Records from a data source
◇ ◇ ◇ ◇ ◇

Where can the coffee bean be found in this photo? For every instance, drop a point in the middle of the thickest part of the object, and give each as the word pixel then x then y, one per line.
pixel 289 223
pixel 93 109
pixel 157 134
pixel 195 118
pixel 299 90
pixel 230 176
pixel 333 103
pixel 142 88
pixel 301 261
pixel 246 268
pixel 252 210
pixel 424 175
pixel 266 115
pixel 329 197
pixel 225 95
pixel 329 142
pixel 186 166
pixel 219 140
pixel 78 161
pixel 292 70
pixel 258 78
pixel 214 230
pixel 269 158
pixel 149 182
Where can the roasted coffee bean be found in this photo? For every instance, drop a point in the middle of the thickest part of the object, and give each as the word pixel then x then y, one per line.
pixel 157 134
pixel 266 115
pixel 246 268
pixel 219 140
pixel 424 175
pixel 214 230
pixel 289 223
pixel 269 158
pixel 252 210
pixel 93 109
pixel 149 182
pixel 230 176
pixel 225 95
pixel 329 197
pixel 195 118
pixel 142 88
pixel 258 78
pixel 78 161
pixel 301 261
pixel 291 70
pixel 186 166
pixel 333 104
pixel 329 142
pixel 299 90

◇ ◇ ◇ ◇ ◇

Would you please write out all the entries exactly?

Where can the coffee bean be found in this photo? For every instance, drop a point in the middle of the thickest part of the object, and give each as the word pixel then x then y, one per line.
pixel 289 223
pixel 93 109
pixel 157 134
pixel 195 118
pixel 299 90
pixel 230 176
pixel 333 103
pixel 142 88
pixel 301 261
pixel 246 268
pixel 252 210
pixel 424 175
pixel 266 115
pixel 329 197
pixel 225 95
pixel 329 142
pixel 186 166
pixel 219 140
pixel 78 161
pixel 292 70
pixel 258 78
pixel 214 230
pixel 269 158
pixel 149 182
Where can the roasted coffee bean be found in this photo? For every instance, drop a point in the middle of the thickest part of the object, and give each as the word pixel then x then y, one per line.
pixel 157 134
pixel 266 115
pixel 246 268
pixel 219 140
pixel 424 175
pixel 214 230
pixel 289 223
pixel 269 158
pixel 252 210
pixel 93 109
pixel 149 182
pixel 230 176
pixel 225 95
pixel 329 197
pixel 195 118
pixel 142 88
pixel 258 78
pixel 78 161
pixel 301 261
pixel 291 70
pixel 186 166
pixel 333 104
pixel 329 142
pixel 299 90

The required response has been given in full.